• **Short problem**: Transcribe the passage on monetary systems between "Whence will come" and "and one administration.", inclusive.

• **Provided text**:

A monetary system is simply a system which facilitates the money issuing powers of its constituents and accounts for their monetary instruments. Personal enterprisers, which term includes employees as well as employers and the self-employed, have in their hands all the powers for the establishment and maintenance of such a true and stable system, while governments hold none. The substantive element of all money ever issued has been supplied by personal enterprisers, hence it is nothing new to propose that money be issued by them. What is new is the idea that governments be excluded from the issue power. Governments under such a system would be enabled to collect and dispense money that had been created by personal enterprisers, and they would also be enabled to borrow such money, but they would not be permitted to undertake the creation of money.
Whence will come this saving and liberating movement? It might come through a worldwide effort of superstatesmen of the business and financial spheres, or it might arise, instead, from small local action in one or several locales with the humble and modest purpose of preserving and promoting local trade. In the former case, a world authority would be set up with a single monetary unit and overall administration. In the latter case, each locale would nominate its unit and govern itself until mergers brought about unification under one unit and one administration.
Any sizable group anywhere, any day, could start a nonpolitical monetary unit and system. There is no law against it, and no legislation need be invoked. The legal tender provision is gratuitous window dressing, for any monetary unit that is not acceptable in trade cannot be made so by law and, if acceptable, needs none.
Since participants in a personal enterprise monetary system will have to be drawn from the established political monetary systems, its success will depend upon demonstrated merit. By the test of competition, it will have to prove itself worthy of universal acceptance by traders. Such a system will enjoy no monopoly privilege. It will entail no political action. Therefore, there will be no question of majorities - or minorities - denying to any his right to trade with whatever medium is preferred by him. If the system does not prove responsive to the needs and preferences of all people, it will soon face competition from one or more alternative systems. Because trade naturally tends to unify and to adopt a single monetary language, one of these systems, through sheer merit, must sooner or later become universal.

• **Information shown**:
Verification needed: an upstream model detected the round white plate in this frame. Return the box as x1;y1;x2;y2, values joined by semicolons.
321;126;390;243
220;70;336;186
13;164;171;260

• **Written answer**:
Whence will come this saving and liberating movement? It might come through a worldwide effort of superstatesmen of the business and financial spheres, or it might arise, instead, from small local action in one or several locales with the humble and modest purpose of preserving and promoting local trade. In the former case, a world authority would be set up with a single monetary unit and overall administration. In the latter case, each locale would nominate its unit and govern itself until mergers brought about unification under one unit and one administration.